>> Begin Stored rows

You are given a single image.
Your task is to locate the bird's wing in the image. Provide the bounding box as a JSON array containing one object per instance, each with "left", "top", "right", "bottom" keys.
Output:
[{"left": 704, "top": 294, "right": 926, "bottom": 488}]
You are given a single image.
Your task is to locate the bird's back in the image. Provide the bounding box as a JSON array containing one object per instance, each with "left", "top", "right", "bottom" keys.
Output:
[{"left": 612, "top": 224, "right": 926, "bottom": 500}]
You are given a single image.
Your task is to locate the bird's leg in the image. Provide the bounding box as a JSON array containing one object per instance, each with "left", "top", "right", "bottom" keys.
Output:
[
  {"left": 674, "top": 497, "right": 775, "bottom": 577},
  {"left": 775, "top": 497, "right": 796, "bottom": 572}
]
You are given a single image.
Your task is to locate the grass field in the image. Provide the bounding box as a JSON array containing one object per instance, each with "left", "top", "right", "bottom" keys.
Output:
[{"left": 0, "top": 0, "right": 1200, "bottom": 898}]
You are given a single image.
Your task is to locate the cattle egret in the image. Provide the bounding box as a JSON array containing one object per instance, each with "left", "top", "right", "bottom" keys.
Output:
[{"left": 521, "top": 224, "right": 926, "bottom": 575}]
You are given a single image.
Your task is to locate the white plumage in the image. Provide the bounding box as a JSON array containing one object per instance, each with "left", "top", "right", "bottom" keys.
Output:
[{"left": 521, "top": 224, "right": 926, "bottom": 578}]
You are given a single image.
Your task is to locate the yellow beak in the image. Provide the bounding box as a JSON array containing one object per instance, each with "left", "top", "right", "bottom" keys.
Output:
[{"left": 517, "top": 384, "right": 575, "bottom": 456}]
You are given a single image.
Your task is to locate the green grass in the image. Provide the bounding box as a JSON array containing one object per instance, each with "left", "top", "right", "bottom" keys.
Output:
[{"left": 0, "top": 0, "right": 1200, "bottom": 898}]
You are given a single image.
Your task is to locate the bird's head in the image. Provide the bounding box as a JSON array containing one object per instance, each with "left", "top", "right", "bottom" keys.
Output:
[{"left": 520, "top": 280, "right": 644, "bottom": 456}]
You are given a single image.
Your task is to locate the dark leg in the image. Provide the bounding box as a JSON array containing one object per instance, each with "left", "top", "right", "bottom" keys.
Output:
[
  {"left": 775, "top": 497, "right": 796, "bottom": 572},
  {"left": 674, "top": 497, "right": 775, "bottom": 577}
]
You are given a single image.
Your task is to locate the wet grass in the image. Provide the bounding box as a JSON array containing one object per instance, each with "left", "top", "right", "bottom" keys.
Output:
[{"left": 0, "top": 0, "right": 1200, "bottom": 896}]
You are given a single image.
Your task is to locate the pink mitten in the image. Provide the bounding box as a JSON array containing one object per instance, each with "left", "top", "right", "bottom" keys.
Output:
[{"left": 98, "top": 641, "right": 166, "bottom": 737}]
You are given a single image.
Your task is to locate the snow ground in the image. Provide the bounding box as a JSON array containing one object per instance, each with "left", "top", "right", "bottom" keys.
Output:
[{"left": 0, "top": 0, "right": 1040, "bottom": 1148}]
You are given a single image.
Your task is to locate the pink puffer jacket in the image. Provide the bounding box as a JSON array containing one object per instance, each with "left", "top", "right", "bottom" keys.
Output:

>> End Stored rows

Description of the task |
Please count the lines in the data above that contain the string "pink", with case counting, and reply with the number alone.

Correct result |
2